Brief A:
According to the case management article, in what year were the U.S. Federal Rules of Civil Procedure revised to include electronic means of discovery?

Text shown:
****

1. Case Management Software

Legal case or matter management software has three main functions:

  • to organize and manage the individual cases or matters that that clients have hired the firm to perform, including the assignment and performance services by the firm's staff
  • to record the services that the firm performs and expenses that the firm incurs in performing services for clients, including the information required issue bills to clients
  • to organize, manage, consolidate, share, and protect the firm's information resources and work product

Some case management software either performs the firm's accounting or interfaces with firm's accounting software.

Some case management software is marketed to specific segments of the legal marketplace. Segments can be based on the size of the law firm or on the firm's law practice areas (for example, civil litigation, criminal law, real estate, tax law, etc.).

2. In-house Legal Departments

In-house legal teams (in the public and private sectors) have their own needs: generally these require less emphasis on billing and accounts (since clients tend to be internal), and even more on traceability, real-time integration and configurability. The need to improve productivity of the team and reduce costs to taxpayers, or the business, is often a key driver. Some in-house teams have reduced their external legal bills by using case management software to increase their capacity and bring case work in-house.[1]

3. Case Management in the U.S. Federal Courts

As electronic court systems continue to increase their online presence, many now require case filings to be accomplished electronically.[2][3] Many legal software vendors' products include the ability to take advantage of such electronic filing by pulling data from the case management product and pushing it into court filing systems.

4. E-Discovery Systems

Legal-project management meets traditional project management particularly in the area of electronic discovery.[4] E-discovery in particular has a set of regularized, repeatable, and measurable practices and has been subject to great cost-control pressure for the past few years, making it a specialty within law amenable to traditional project management. The practice of legal-project management varies from the schema in Steven Levy's book[5] to law-firm-specific regimens such as Seyfarth Lean[6] to corporate initiatives such as Cisco’s core-and-context[7] approach to legal work.

In litigation, the discovery process often results in enormous amounts of information that must be managed, and with the revision of the U.S. Federal Rules of Civil Procedure in 2006 to include electronic means of discovery[8] came a new subset of case management systems that incorporated those changes, often dubbed 'electronic evidence' or 'e-discovery' management systems.[9][10] Since the new rules took effect, e-Discovery firms as outside service vendors have flourished.

5. Case Management and the Regulation of Mediation in Australia

In Australia, mediation as an alternative dispute resolution (ADR) method is designed to avoid resorting to formal court-based adjudication and is now also being applied to criminal matters. Traditional theories of criminal justice view the matter as one between the offender and the state.[11]

[W]hat was born of resistance and opposition to the formal justice system has been extensively integrated and co-opted into the system."[12]

The term case management is also used to refer to systems in which court or tribunal officials assume closer administrative control over the litigation process than is traditionally associated with common law litigation.[13]

Case management in the State of New South Wales includes governing civil court proceedings by court management rules, which are the Civil Procedure Act 2005 (NSW)[3] and Uniform Civil Procedure Rules 2005 (NSW)[4]. The overriding purpose of case management in the Civil Procedure Act 2005 is 'to facilitate the just, quick and cheap resolution' to the matter at dispute in the civil court proceedings (s56(1), Civil Procedure Act 2005 (NSW) [5]).

****

Supplied information:
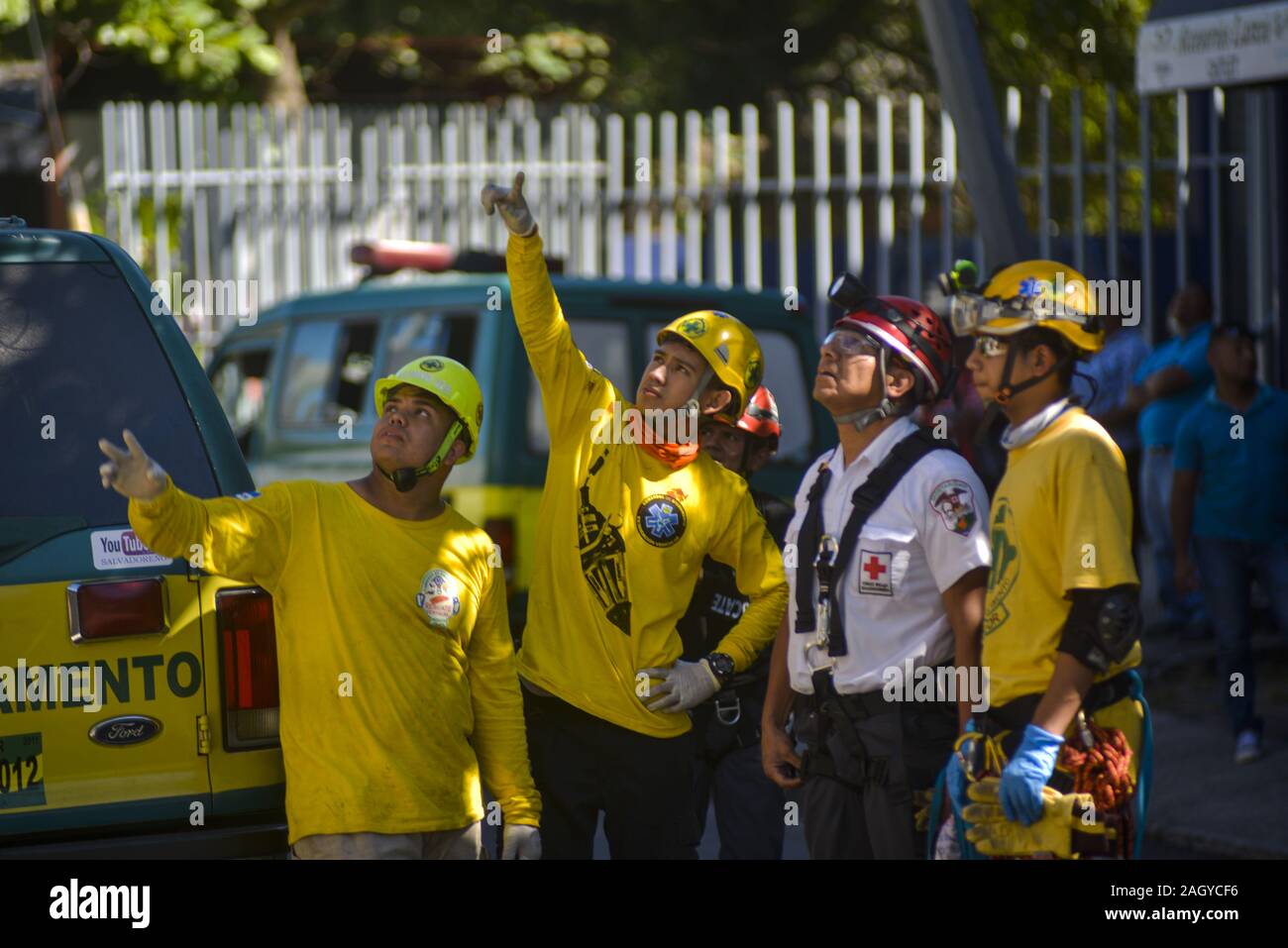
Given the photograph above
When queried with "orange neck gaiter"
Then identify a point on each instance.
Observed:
(674, 456)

****

Brief B:
Copy the entry above line for line, leaving out the picture.

Task answer A:
2006

Task answer B:
Given the photograph above
When queried with "orange neck gaiter"
Then identify a point on each instance.
Observed:
(674, 456)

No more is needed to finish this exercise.